PASSAGE PROVIDED

========================================================================

The Sarasota County School Board is reconsidering its earlier decision to demolish the Paul Rudolph-designed Riverview High School, in Sarasota, Florida. In a four-to-one vote on February 6, the board agreed to accept the National Trust for Historic Preservation’s offer to conduct a charrette concerning the school’s expansion plans.

The 49-year-old building is among the finest examples of the Sarasota School of Architecture, a local brand of climate-sensitive Modernism that counted Rudolph as well as Gene Leedy, Ralph Twitchell, and Victor Lundy among its practitioners. Its fate has been uncertain for the last few years while the school board has been evaluating various redevelopment schemes.

The school board’s current design team, headed by BMK Architects, originally proposed restoring the Rudolph structure in 2004. More recently, though, the board decided to raze it, citing cost, crowding, and security concerns; the board also said that the site was too small to accommodate any portion of Rudolph’s design alongside a new building. Accordingly, BMK received approval to begin construction drawings for a new facility that includes a parking lot in Riverview’s place. The building would begin construction in 2009 and deliver in 2013.

Sonya Delong, who founded the group Save Riverview, filed a nomination to include Riverview on the National Trust’s “America’s 11 Most Endangered Historical Sites” list for 2007. Further queries resulted in the National Trust’s offer to conduct a charrette with designers and relevant stakeholders, free of charge.

“The school can be rehabilitated and integrated into a newly built campus,” Delong contends.

A timeline for the National Trust involvement has yet to be determined—and a favorable outcome for preservationists is even less certain. Even if the charrette demonstrates that rehabilitation is possible, the school board can reject its recommendations.

“We won’t know the outcome until we get there,” Delong says.

========================================================================

DATA RECORDS

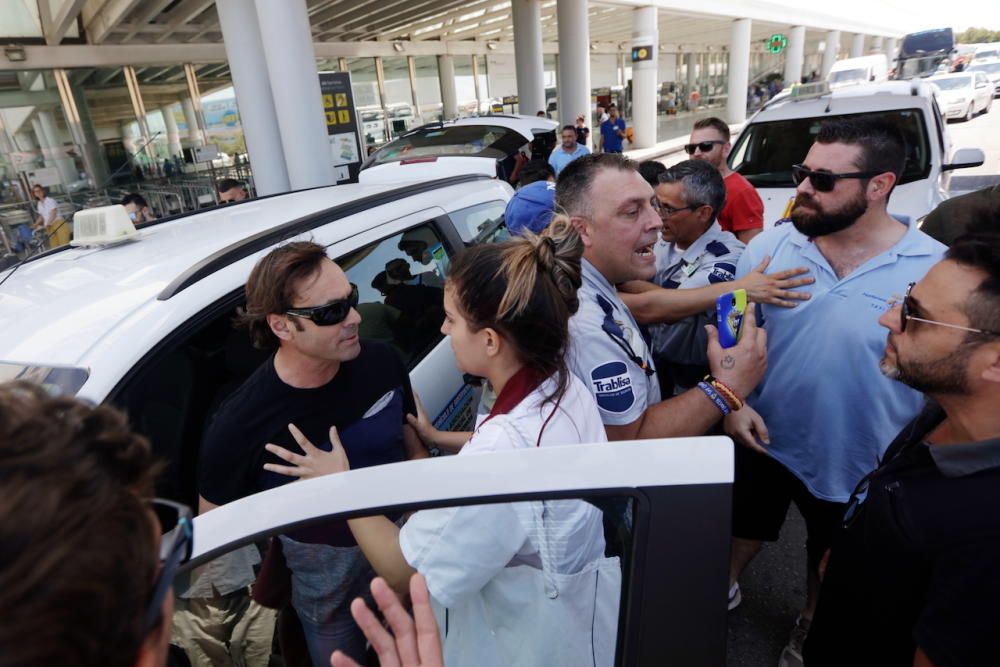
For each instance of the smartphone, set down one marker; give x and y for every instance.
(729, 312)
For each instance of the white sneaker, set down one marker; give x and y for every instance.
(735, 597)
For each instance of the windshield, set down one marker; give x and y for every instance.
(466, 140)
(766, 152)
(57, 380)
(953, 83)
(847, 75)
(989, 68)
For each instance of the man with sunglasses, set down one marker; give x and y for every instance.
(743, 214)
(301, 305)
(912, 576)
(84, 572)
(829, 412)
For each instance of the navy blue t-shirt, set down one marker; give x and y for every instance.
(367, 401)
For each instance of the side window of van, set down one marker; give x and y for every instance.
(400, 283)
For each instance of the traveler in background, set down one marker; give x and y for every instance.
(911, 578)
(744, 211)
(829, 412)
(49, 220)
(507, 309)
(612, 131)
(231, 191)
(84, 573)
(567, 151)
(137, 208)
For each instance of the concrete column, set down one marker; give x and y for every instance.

========================================================================

WORK REQUEST A
Retype the Riverview High School article word for word from "The Sarasota County" to "various redevelopment schemes.".
WORK REQUEST B
Answer these from the Riverview High School article:
(i) How old is the building?
(ii) Which firm heads the school board's current design team?
(iii) What group did Sonya Delong found?

WRITTEN ANSWER A
The Sarasota County School Board is reconsidering its earlier decision to demolish the Paul Rudolph-designed Riverview High School, in Sarasota, Florida. In a four-to-one vote on February 6, the board agreed to accept the National Trust for Historic Preservation’s offer to conduct a charrette concerning the school’s expansion plans.

The 49-year-old building is among the finest examples of the Sarasota School of Architecture, a local brand of climate-sensitive Modernism that counted Rudolph as well as Gene Leedy, Ralph Twitchell, and Victor Lundy among its practitioners. Its fate has been uncertain for the last few years while the school board has been evaluating various redevelopment schemes.

WRITTEN ANSWER B
(i) 49 years old
(ii) BMK Architects
(iii) Save Riverview